The task.
When you transcribe the listing that follows, keep every line exact and skip any picture.

Study material.
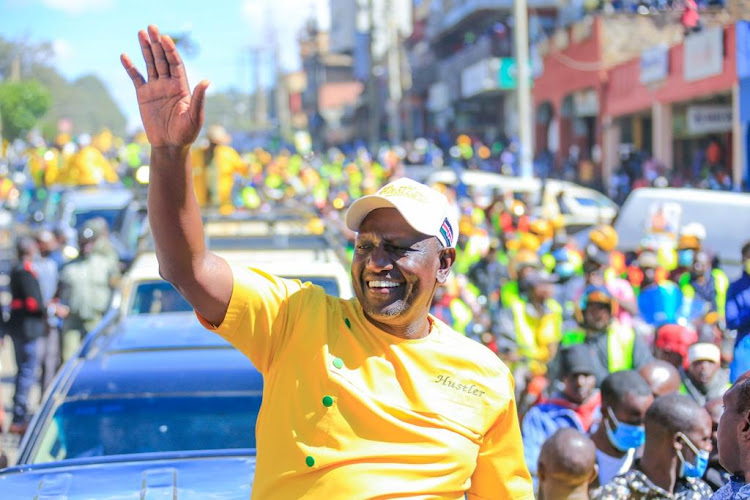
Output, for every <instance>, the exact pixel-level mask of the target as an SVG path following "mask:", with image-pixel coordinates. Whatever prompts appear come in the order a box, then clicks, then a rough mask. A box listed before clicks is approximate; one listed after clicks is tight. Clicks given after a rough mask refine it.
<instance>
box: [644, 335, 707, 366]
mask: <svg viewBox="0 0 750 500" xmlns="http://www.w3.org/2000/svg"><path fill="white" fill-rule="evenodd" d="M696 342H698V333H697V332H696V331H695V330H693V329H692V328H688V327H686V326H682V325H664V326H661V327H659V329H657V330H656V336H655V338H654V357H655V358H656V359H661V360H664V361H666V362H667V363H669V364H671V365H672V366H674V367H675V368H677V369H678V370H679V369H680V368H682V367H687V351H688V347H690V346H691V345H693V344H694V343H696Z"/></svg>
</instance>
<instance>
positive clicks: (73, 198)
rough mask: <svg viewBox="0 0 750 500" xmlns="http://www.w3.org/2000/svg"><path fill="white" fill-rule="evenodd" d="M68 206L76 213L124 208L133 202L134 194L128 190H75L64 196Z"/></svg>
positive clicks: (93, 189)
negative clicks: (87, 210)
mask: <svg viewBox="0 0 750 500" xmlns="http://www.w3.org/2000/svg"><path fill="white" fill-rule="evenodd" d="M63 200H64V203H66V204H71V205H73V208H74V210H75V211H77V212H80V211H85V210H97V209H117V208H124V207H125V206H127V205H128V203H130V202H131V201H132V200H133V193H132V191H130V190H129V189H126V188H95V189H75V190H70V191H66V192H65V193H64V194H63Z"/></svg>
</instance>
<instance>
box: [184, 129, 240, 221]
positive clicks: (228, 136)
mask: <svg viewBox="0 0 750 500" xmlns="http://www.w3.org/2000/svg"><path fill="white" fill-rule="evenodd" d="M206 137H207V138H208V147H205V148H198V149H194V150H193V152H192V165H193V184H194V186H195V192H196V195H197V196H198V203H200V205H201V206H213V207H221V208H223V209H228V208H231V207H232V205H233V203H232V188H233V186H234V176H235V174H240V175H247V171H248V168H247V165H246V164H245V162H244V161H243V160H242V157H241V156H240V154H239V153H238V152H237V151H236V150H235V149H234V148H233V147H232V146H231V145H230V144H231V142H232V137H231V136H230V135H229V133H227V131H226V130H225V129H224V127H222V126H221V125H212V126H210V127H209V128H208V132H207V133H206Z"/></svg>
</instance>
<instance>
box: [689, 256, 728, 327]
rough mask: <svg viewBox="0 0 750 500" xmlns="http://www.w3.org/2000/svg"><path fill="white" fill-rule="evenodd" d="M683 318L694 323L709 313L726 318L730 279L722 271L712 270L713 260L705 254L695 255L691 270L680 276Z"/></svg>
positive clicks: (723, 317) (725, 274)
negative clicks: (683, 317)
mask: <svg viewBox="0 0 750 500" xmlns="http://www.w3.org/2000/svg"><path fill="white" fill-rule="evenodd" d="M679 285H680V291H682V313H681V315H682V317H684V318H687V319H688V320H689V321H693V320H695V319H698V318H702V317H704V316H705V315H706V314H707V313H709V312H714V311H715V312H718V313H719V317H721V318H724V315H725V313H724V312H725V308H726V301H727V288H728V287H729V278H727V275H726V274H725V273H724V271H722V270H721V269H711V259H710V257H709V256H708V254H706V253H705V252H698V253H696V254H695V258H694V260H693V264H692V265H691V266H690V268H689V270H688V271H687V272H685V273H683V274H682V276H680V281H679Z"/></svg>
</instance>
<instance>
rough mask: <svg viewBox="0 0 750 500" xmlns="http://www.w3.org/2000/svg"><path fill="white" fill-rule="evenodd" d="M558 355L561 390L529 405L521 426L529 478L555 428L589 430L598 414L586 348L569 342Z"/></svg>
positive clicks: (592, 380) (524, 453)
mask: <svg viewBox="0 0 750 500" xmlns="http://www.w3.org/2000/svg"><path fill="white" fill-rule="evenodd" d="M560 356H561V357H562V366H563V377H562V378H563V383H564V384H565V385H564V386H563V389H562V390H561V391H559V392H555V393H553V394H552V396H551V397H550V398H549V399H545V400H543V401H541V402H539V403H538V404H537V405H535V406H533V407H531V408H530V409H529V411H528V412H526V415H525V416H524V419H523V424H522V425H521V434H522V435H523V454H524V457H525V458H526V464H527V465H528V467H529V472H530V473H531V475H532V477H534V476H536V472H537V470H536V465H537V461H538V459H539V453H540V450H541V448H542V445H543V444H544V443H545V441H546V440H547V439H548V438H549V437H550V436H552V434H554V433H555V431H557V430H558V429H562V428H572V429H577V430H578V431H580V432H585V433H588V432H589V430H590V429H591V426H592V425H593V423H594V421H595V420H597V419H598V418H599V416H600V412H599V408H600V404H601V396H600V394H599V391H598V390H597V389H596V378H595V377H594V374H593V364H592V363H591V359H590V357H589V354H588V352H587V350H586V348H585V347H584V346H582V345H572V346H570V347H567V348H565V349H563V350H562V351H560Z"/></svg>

Output.
Output, for every <instance>, the exact pixel-level mask of the target as an SVG path following "mask:", with image-pixel coordinates. Whatever prompts appear come in the order a box, then clicks, then a rough mask. A box listed before clicks is approximate; one listed after clicks is tight. Clicks given after a rough mask refine it.
<instance>
box: [644, 335, 707, 366]
mask: <svg viewBox="0 0 750 500" xmlns="http://www.w3.org/2000/svg"><path fill="white" fill-rule="evenodd" d="M696 342H698V333H697V332H696V331H695V330H693V329H692V328H688V327H686V326H682V325H664V326H661V327H659V329H657V330H656V336H655V338H654V357H655V358H656V359H661V360H664V361H666V362H667V363H669V364H671V365H672V366H674V367H675V368H677V369H678V370H679V369H680V368H682V367H687V351H688V347H690V346H691V345H693V344H694V343H696Z"/></svg>
</instance>
<instance>
positive clicks: (73, 198)
rough mask: <svg viewBox="0 0 750 500" xmlns="http://www.w3.org/2000/svg"><path fill="white" fill-rule="evenodd" d="M68 206L76 213L124 208L133 202L134 194L128 190H75L64 196Z"/></svg>
positive clicks: (93, 189)
negative clicks: (87, 210)
mask: <svg viewBox="0 0 750 500" xmlns="http://www.w3.org/2000/svg"><path fill="white" fill-rule="evenodd" d="M63 200H64V203H66V204H71V205H73V208H74V210H75V211H77V212H80V211H85V210H97V209H117V208H124V207H125V206H127V205H128V203H130V202H131V201H132V200H133V193H132V191H130V190H129V189H126V188H95V189H75V190H70V191H66V192H65V193H64V194H63Z"/></svg>
</instance>
<instance>
box: [184, 129, 240, 221]
positive clicks: (228, 136)
mask: <svg viewBox="0 0 750 500" xmlns="http://www.w3.org/2000/svg"><path fill="white" fill-rule="evenodd" d="M206 137H207V138H208V147H205V148H198V149H194V150H193V152H192V165H193V184H194V186H195V192H196V195H197V196H198V203H200V205H201V206H213V207H221V208H223V209H228V208H231V207H232V205H233V203H232V188H233V186H234V176H235V174H240V175H247V171H248V168H247V165H246V164H245V162H244V161H243V160H242V157H241V156H240V154H239V153H238V152H237V151H236V150H235V149H234V148H233V147H232V146H231V145H230V144H231V142H232V137H231V136H230V135H229V133H227V131H226V130H225V129H224V127H222V126H221V125H212V126H210V127H209V128H208V132H207V133H206Z"/></svg>
</instance>
<instance>
box: [689, 256, 728, 327]
rough mask: <svg viewBox="0 0 750 500" xmlns="http://www.w3.org/2000/svg"><path fill="white" fill-rule="evenodd" d="M683 318L694 323L709 313L726 318L730 279L722 271L712 270L713 260L705 254L695 255L691 270L680 276Z"/></svg>
positive clicks: (723, 317) (725, 274)
negative clicks: (683, 317)
mask: <svg viewBox="0 0 750 500" xmlns="http://www.w3.org/2000/svg"><path fill="white" fill-rule="evenodd" d="M679 285H680V291H682V313H681V315H682V317H684V318H687V319H688V320H689V321H693V320H695V319H698V318H702V317H704V316H705V315H706V314H707V313H709V312H714V311H715V312H718V313H719V317H721V318H724V315H725V313H724V312H725V308H726V301H727V288H728V287H729V278H727V275H726V274H725V273H724V271H722V270H721V269H711V259H710V257H709V256H708V254H706V253H705V252H698V253H696V254H695V258H694V260H693V264H692V265H691V266H690V268H689V270H688V271H687V272H685V273H683V274H682V276H680V281H679Z"/></svg>
</instance>
<instance>
rough mask: <svg viewBox="0 0 750 500" xmlns="http://www.w3.org/2000/svg"><path fill="white" fill-rule="evenodd" d="M558 355L561 390L529 405L521 426L529 478L555 428L589 430L598 414L586 348L569 342Z"/></svg>
positive clicks: (592, 380) (524, 453)
mask: <svg viewBox="0 0 750 500" xmlns="http://www.w3.org/2000/svg"><path fill="white" fill-rule="evenodd" d="M560 356H561V357H562V366H563V377H562V378H563V383H564V384H565V385H564V386H563V389H562V390H561V391H559V392H555V393H553V394H552V396H551V397H550V398H549V399H545V400H543V401H541V402H539V403H538V404H537V405H535V406H533V407H531V408H530V409H529V411H528V412H526V415H525V416H524V419H523V424H522V425H521V434H522V435H523V454H524V457H525V458H526V464H527V465H528V467H529V472H530V473H531V475H532V477H534V476H536V472H537V470H536V465H537V461H538V459H539V453H540V450H541V448H542V445H543V444H544V443H545V441H546V440H547V439H548V438H549V437H550V436H552V434H554V433H555V431H557V430H558V429H562V428H572V429H577V430H578V431H580V432H585V433H588V432H589V430H590V429H591V426H592V425H593V423H594V421H595V420H597V419H598V418H599V416H600V412H599V408H600V404H601V396H600V394H599V391H598V390H597V389H596V378H595V377H594V374H593V364H592V363H591V359H590V357H589V354H588V352H587V350H586V348H585V347H584V346H582V345H572V346H570V347H567V348H565V349H563V350H562V351H560Z"/></svg>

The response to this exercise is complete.